■ Task details
Please repeat the records exactly from their first line, finishing at the line containing "# indicate every instance of the silver" and including it.
======
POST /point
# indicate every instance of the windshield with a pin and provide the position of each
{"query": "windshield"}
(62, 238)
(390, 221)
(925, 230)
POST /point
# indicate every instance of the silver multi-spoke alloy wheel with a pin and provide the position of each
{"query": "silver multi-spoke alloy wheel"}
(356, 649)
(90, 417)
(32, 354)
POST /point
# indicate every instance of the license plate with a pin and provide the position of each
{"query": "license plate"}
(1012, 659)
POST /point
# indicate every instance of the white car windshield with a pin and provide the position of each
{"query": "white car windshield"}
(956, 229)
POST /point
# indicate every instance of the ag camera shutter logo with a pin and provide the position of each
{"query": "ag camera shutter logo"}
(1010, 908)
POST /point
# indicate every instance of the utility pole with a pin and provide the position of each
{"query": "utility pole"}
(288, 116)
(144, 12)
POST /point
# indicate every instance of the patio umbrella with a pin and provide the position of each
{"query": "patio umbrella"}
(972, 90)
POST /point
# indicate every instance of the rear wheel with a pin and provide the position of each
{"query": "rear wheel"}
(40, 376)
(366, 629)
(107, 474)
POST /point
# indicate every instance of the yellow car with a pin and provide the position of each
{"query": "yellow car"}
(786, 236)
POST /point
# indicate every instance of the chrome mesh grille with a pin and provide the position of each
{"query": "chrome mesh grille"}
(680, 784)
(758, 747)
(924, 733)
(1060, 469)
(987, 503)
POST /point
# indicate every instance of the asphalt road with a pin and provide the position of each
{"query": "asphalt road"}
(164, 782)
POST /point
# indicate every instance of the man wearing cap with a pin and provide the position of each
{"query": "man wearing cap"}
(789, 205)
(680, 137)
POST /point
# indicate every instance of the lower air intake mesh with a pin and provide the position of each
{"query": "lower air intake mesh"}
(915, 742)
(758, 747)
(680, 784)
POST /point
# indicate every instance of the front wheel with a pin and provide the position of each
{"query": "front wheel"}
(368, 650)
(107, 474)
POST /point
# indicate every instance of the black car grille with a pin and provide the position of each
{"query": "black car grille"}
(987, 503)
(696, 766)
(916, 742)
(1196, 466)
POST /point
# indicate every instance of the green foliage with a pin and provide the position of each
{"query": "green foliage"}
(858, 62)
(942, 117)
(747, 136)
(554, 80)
======
■ Result for this task
POST /point
# indicate every instance of the windshield with a pin and provide the position of each
{"query": "windshield"}
(62, 238)
(390, 221)
(925, 230)
POST /point
# indicate every instance of the silver multi-spoke alloy wheel with a pin and provide the position of each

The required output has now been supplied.